• [Record extracts]
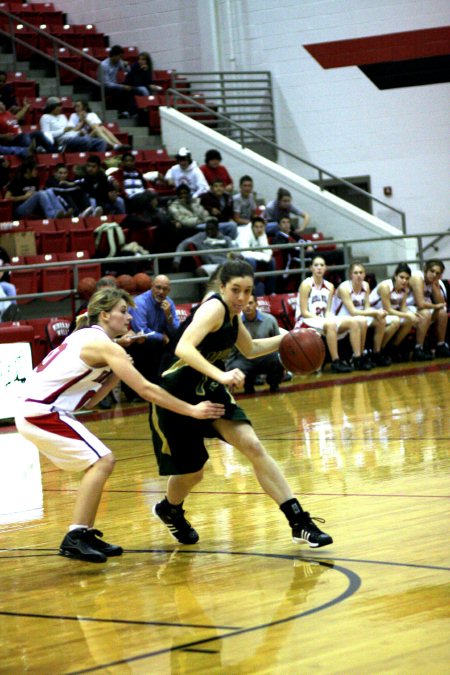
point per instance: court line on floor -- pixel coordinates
(257, 494)
(349, 379)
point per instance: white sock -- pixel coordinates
(75, 526)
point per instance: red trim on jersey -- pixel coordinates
(52, 423)
(51, 398)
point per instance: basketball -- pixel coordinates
(126, 282)
(86, 287)
(143, 282)
(302, 351)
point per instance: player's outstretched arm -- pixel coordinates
(115, 357)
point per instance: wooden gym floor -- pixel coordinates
(369, 452)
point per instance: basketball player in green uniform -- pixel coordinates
(197, 373)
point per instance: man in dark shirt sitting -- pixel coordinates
(259, 325)
(220, 205)
(103, 192)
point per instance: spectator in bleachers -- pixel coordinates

• [Directive] Write out all of the rows above again, swapping "court line" for "boundary line" and changing nothing else. Leave the pictures out.

• [Output]
point per instance: boundary line on floor -- pixel coordinates
(257, 494)
(349, 379)
point per instance: white sock -- pixel coordinates
(75, 526)
point per instance: red trim on jersey -- pixel coordinates
(52, 423)
(51, 398)
point per instance: basketball -- pixel coordinates
(126, 282)
(86, 287)
(143, 282)
(302, 351)
point per instance: player's outstretched arm -- pixel coordinates
(115, 357)
point per instance: wooden gym floor -- pixel coordinates
(369, 452)
point per instance: basketball player in green uniform -- pixel coordinates
(197, 373)
point per instance: man in dark shirt sitting -- pixel coordinates
(259, 325)
(220, 205)
(103, 192)
point per instance: spectator in bleachers -- pixel coordinates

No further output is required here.